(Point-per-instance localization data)
※
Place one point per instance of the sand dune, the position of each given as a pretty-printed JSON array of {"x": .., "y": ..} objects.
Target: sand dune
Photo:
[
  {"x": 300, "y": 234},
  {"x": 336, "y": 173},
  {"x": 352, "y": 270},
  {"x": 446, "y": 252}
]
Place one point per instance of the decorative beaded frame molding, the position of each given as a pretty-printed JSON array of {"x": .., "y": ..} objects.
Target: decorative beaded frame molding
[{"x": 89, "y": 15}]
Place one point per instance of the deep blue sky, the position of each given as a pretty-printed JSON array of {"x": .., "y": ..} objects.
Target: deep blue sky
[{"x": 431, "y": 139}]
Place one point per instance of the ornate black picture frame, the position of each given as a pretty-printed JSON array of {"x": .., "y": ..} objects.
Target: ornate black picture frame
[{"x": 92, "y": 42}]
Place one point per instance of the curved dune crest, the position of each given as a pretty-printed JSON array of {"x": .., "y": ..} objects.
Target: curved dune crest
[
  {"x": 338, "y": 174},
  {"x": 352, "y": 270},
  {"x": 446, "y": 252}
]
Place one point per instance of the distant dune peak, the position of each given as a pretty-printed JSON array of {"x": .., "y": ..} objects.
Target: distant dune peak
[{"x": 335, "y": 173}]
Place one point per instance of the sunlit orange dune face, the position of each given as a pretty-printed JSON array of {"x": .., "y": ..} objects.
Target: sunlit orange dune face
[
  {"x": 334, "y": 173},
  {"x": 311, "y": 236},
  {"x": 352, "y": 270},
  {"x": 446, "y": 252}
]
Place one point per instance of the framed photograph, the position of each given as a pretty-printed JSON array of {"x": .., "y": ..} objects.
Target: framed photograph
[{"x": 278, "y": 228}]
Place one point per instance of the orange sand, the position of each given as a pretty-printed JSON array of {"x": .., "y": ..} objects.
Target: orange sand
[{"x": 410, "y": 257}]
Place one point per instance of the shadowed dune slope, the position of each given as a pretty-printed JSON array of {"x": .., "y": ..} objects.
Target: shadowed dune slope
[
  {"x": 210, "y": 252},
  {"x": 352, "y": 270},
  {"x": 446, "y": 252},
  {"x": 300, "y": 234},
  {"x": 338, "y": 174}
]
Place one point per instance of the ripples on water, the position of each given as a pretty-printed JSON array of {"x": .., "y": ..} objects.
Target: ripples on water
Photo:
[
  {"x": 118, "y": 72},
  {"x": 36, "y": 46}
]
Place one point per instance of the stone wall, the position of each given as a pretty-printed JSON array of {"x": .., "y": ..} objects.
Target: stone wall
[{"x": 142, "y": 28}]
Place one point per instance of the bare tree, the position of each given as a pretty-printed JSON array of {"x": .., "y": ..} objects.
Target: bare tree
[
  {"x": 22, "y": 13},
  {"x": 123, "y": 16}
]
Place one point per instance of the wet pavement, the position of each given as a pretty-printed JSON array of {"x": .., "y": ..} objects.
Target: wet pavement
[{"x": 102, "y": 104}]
※
What you will do
In the entries above, count each line that includes "water" and report the total with no other text.

Response for this exercise
2